**Instructions for the task:** Quote the lines from the line holding "Can you see the white upholstered" to the very end of the listing, exactly, and no others.

**Entries shown:**
— START —
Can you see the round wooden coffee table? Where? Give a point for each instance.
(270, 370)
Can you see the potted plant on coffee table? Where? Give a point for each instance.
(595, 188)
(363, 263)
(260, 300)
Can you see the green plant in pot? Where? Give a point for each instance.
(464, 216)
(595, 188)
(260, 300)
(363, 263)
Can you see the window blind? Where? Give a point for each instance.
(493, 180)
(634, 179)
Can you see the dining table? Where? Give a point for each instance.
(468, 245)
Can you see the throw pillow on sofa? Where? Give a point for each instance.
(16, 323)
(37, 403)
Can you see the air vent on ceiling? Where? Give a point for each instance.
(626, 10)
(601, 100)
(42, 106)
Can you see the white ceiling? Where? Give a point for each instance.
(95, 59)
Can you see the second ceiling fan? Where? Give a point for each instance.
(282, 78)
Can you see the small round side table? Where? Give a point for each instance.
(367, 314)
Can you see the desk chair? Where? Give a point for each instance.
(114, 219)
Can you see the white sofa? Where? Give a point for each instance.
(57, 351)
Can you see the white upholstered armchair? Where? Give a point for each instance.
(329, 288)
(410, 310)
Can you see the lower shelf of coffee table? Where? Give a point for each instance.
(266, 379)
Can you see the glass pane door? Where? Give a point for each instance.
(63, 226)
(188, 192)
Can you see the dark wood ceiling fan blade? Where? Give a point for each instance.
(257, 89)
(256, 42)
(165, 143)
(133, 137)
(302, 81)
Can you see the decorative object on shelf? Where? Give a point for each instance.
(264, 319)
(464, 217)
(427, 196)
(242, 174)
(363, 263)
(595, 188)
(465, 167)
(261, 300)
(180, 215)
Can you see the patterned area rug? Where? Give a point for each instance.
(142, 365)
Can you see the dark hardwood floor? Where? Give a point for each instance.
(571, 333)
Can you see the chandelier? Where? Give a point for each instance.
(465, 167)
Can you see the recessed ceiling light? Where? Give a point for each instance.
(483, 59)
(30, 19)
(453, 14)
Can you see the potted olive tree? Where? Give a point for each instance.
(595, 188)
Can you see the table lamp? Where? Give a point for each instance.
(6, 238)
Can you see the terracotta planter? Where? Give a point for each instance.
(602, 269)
— END —
**Response to the exercise:**
Can you see the white upholstered armchair? Where? Give a point for each instance.
(329, 288)
(410, 310)
Can you see the lower shelf of coffee table? Where? Give a point for each instance.
(266, 379)
Can you see the glass pane door? Where? Give a point for each instance.
(63, 226)
(188, 192)
Can you see the dark wood ceiling fan blade? Where? Give a point for each instance.
(257, 89)
(256, 42)
(165, 143)
(133, 137)
(302, 81)
Can you see the decorative object on shelf? Where? Give a point for each instance.
(264, 319)
(464, 217)
(427, 196)
(242, 174)
(363, 263)
(595, 188)
(465, 167)
(261, 300)
(180, 215)
Can you see the patterned area rug? Where? Give a point for each instance.
(142, 365)
Can you see the dark hardwood floor? Where? Give a point for each instance.
(571, 333)
Can you see the chandelier? Where? Give a point for each instance.
(465, 167)
Can you see the recessed ceiling light? Where? Give a point for each instance.
(483, 59)
(30, 19)
(453, 14)
Can you see the potted olive tree? Where? Give a point for each instance.
(595, 188)
Can you see the table lamp? Where? Give a point for each instance.
(6, 238)
Can you see the terracotta planter? Where? Give a point for each instance.
(602, 269)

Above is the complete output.